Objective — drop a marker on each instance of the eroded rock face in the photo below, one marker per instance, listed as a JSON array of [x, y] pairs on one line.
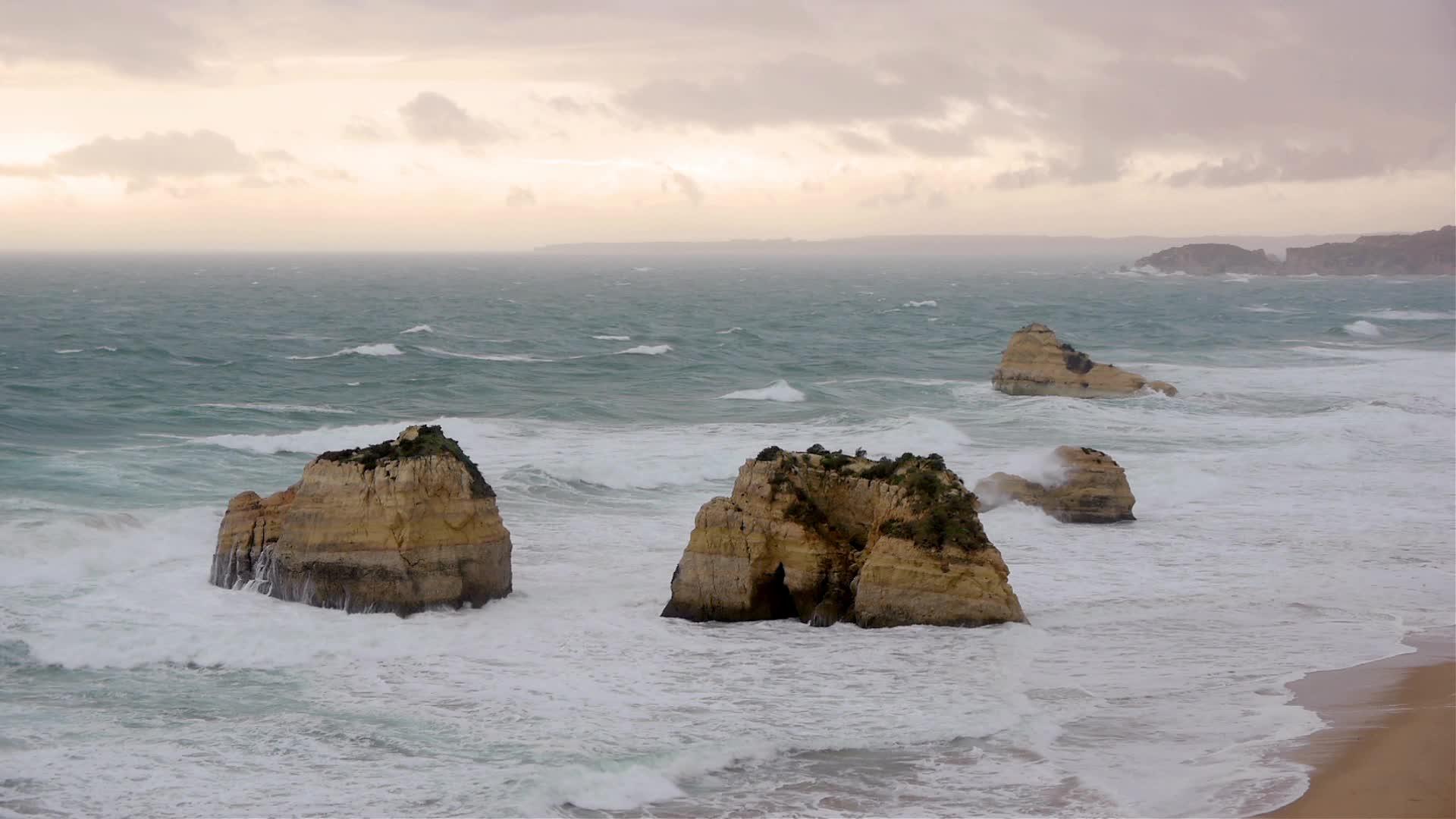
[[1430, 253], [1036, 363], [826, 537], [1210, 260], [1095, 488], [398, 526]]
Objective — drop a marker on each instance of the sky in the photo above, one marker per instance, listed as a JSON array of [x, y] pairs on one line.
[[506, 124]]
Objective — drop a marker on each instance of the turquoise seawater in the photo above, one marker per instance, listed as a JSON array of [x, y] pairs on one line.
[[1294, 512]]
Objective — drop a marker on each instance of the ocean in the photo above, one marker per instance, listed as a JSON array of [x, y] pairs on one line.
[[1294, 512]]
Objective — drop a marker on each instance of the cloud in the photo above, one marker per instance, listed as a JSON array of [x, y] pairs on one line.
[[802, 88], [1094, 165], [364, 130], [859, 143], [139, 38], [1294, 164], [171, 153], [688, 187], [436, 118], [956, 140], [146, 161], [574, 107], [912, 190]]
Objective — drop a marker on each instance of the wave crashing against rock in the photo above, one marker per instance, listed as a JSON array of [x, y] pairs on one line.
[[398, 526], [1095, 488], [826, 537]]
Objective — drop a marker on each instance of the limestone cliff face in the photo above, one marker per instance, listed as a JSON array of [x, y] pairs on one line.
[[1430, 253], [824, 537], [400, 526], [1036, 363], [1095, 488], [1210, 260]]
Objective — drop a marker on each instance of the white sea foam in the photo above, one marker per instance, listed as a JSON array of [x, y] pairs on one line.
[[360, 350], [571, 695], [618, 457], [1410, 315], [281, 409], [490, 356], [778, 391]]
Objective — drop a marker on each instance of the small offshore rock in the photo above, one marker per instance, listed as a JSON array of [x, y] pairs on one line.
[[400, 526], [1095, 488], [826, 537], [1037, 363]]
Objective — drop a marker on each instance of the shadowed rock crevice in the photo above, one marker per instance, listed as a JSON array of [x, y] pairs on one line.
[[400, 526], [827, 537], [1092, 490], [1036, 363]]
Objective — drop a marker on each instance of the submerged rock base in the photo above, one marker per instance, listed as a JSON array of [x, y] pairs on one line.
[[1095, 488], [1036, 363], [398, 526], [826, 537]]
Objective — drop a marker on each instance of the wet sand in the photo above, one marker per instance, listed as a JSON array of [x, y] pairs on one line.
[[1391, 748]]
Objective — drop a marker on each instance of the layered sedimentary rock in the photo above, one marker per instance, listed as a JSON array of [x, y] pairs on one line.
[[1210, 260], [1430, 253], [398, 526], [1036, 363], [1094, 488], [826, 537]]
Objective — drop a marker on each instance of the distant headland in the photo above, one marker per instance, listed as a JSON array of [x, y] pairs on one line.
[[949, 245], [1429, 253]]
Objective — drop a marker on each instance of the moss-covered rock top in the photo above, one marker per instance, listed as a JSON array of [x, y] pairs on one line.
[[416, 442], [946, 510]]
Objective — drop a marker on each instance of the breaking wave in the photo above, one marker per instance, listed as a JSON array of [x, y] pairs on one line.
[[1363, 328], [360, 350], [778, 391], [488, 356], [1410, 315]]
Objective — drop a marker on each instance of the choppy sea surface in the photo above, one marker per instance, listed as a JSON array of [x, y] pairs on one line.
[[1294, 512]]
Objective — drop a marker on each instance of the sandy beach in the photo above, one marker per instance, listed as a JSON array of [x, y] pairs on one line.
[[1391, 748]]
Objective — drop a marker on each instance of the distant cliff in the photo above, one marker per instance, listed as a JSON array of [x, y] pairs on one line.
[[1430, 253], [1210, 260]]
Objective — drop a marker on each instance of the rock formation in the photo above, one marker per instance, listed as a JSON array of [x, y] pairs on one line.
[[398, 526], [1094, 490], [826, 537], [1430, 253], [1210, 260], [1036, 363]]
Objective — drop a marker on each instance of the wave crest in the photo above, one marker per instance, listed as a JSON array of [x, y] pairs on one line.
[[778, 391], [360, 350]]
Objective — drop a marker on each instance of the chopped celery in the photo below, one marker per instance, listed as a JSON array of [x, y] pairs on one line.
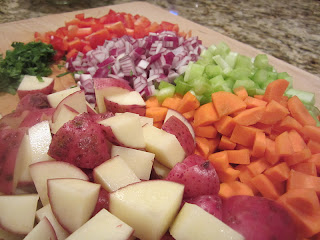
[[222, 63], [243, 62], [222, 49], [212, 70], [194, 70], [240, 73], [165, 93], [247, 84], [305, 97], [284, 75]]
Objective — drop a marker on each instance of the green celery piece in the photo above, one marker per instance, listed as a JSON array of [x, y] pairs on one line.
[[222, 49], [240, 73], [200, 85], [231, 59], [243, 62], [193, 71], [181, 86], [260, 76], [212, 70], [246, 83], [222, 63], [164, 84], [286, 76], [305, 97], [165, 93]]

------------------------------------------------

▶ Task objective
Reproduce all of the material with "marker" changed to "pin" wherever it occurs and nothing else altered, leaving out the pictures.

▶ Response
Objective — drop a pin on each instance of the eroded rock face in the photo below, one pin per instance, listed as a JSON array of [x, y] pairs on one line.
[[1430, 253], [1036, 363], [826, 537], [1210, 260], [1095, 488], [398, 526]]
Objective — drop a pin on each instance of the sky in the photo above, one pin per instance, listed as a JSON array of [x, y] pairs on one line.
[[506, 124]]
Objective — drop a pin on each instance of the turquoise seawater in the photo above, one pin per instance, listed as a JSON array of [x, y] pairs on one line.
[[1294, 512]]
Objective — drop a pin on each instance of the ocean in the photo above, one pin per instance, listed as a JSON array of [x, y] pairs on one line.
[[1294, 512]]
Objective — drop a pin on each instance of the cloud in the photo above, one pin per instance, listed as a JSON array of [x, y] pairs on one line.
[[802, 88], [1094, 165], [364, 130], [859, 143], [139, 38], [1294, 164], [171, 153], [688, 187], [436, 118], [956, 140], [146, 161], [574, 107], [912, 190]]
Objective — drop a pin on each instance of the wave crashing against rock in the photo above, one pin per instance, listed as a JSON array of [x, y] pairs on one line.
[[398, 526], [1095, 488], [826, 537]]
Objective — drop a pin on each instance of the limestone cliff face in the photo above, one pin per instance, listed as a JSON array of [x, y] pairs on one line.
[[1430, 253], [824, 537], [400, 526], [1036, 363], [1095, 488], [1210, 260]]
Objective — drop a pin on each instance of the white sea foam in the photo above, one pin per instance, listed as a JSON array of [x, y] pairs on one line.
[[360, 350], [571, 695], [618, 457], [1410, 315], [281, 409], [490, 356], [778, 391]]
Objective — drop a pin on each instance of the small offshore rock in the photo above, one pin per instance, listed as a JSON array of [x, y] pairs on one line.
[[400, 526], [1095, 488], [826, 537], [1037, 363]]
Objective — drop a pin on each instance of the shadowed rock crevice in the photo above, one pin per instance, listed as a JSON array of [x, y] pairs on one line.
[[400, 526], [827, 537], [1092, 490], [1036, 363]]
Objective — drop a pin on each instance of the submerged rock base in the photo above, one pin per instance, listed as a JSON array of [x, y] pairs on one line.
[[1095, 488], [1036, 363], [398, 526], [826, 537]]
Objective — drop a pin on each instance of the wet sand in the photo above, one pin per instance, listed as a JSON array of [x, y] pairs on one line.
[[1391, 748]]
Objective — drop a pin on each instance of the layered sedimentary rock in the photo above, one pin per instance, listed as a JSON array of [x, y] pairs on one line.
[[1210, 260], [1430, 253], [398, 526], [1036, 363], [1094, 488], [826, 537]]
Objective — drop a pin on each instance of the distant headland in the photo above, one pin per instance, listed as a JSON array of [x, y] pairs on one line.
[[949, 245], [1429, 253]]
Objective — drop a pin on each instance of the moss-covered rock top in the photo above, one pin per instance, listed as a JSON array of [x, y] pairs on one line.
[[416, 442], [946, 510]]
Objective — drop a pin on each instance of the breaking wave in the photo above, one pin per instance, listed as a JSON array of [x, y] pairs on one line.
[[1363, 328], [360, 350], [778, 391], [488, 356], [1410, 315]]
Objective — drop a pin on each instance of the choppy sea surface in the photo above, one pin per instance, listed as a JSON array of [x, y] pairs on one line.
[[1294, 512]]
Objective — drop a pin on each instance of the sandy beach in the photo above, one pin per instance, listed as a JSON array of [x, y] pairs on one line.
[[1391, 748]]
Objective — drop a pin on each instance of the distant cliff in the photo above, one pin per instance, listed as a JSON array of [x, y] pairs on one line.
[[1430, 253], [1210, 260]]
Objective — drop a pin on each instance of the rock formation in the photo above, one pin per instance, listed as a JSON array of [x, y] pairs on one line.
[[398, 526], [1094, 490], [826, 537], [1430, 253], [1210, 260], [1036, 363]]
Objective — drop a pin on each instance of the wave crest in the photo above, one pin per instance, listed as a JSON array of [x, y] pairs on one line.
[[778, 391], [360, 350]]
Objective — drop a pin on each instance of the chopped celery in the photo below, one pin per instance, listed as a JSON array of [x, y] pairs on one line.
[[222, 63], [243, 62], [222, 49], [212, 70], [194, 70], [240, 73], [165, 93], [247, 84], [305, 97], [284, 75]]
Objective — drop a pin on each instance of the green celery piece in the photo above, one pin per instance, listed as a JSON array of [x, y] pairs on one line.
[[222, 49], [240, 73], [200, 85], [231, 59], [243, 62], [193, 71], [181, 86], [260, 76], [212, 70], [246, 83], [222, 63], [164, 84], [286, 76], [305, 97], [165, 93]]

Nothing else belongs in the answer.